• _Work instructions_
Each line of the data below from the one holding "negative clicks: (51, 186)" to the one holding "rough mask: <svg", inclusive, is to be reproduced exactly; no other line belongs in the answer.

• _Data provided_
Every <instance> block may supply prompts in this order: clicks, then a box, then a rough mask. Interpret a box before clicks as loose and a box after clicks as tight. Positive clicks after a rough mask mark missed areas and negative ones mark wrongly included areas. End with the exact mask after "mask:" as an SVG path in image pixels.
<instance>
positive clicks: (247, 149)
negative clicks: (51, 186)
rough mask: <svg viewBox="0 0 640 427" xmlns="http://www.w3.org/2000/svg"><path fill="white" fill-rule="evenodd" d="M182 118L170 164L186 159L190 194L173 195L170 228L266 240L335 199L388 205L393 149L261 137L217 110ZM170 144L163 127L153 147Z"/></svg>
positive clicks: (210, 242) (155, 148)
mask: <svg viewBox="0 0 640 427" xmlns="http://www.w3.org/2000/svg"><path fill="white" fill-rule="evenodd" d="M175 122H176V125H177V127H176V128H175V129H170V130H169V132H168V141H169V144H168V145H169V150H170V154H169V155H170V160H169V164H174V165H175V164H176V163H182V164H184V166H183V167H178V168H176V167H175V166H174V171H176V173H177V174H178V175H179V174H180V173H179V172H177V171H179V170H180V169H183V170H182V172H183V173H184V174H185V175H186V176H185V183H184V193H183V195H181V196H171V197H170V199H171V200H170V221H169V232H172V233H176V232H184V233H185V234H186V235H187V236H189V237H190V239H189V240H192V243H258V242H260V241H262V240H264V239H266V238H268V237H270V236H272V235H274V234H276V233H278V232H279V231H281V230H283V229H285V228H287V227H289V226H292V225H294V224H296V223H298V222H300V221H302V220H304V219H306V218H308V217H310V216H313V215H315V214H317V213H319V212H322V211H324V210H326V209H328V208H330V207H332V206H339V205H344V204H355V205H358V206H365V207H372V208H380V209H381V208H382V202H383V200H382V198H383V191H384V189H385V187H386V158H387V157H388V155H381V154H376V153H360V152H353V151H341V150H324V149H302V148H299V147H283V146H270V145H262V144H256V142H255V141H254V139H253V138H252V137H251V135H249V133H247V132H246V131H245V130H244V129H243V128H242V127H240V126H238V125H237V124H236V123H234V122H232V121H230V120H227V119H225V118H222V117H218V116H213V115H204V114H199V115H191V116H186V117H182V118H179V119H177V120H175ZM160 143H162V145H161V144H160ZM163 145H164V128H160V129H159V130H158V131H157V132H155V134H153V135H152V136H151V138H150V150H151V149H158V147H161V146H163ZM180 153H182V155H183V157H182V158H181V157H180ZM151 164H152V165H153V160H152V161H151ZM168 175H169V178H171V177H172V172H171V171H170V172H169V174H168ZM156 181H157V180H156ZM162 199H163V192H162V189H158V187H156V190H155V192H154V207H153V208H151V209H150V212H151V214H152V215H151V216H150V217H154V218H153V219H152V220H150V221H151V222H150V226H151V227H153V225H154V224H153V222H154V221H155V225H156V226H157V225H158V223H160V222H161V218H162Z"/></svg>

• _Answer to the problem_
negative clicks: (51, 186)
rough mask: <svg viewBox="0 0 640 427" xmlns="http://www.w3.org/2000/svg"><path fill="white" fill-rule="evenodd" d="M182 118L170 164L186 159L190 194L173 195L170 228L266 240L335 199L388 205L393 149L261 137L217 110ZM170 144L163 127L153 147Z"/></svg>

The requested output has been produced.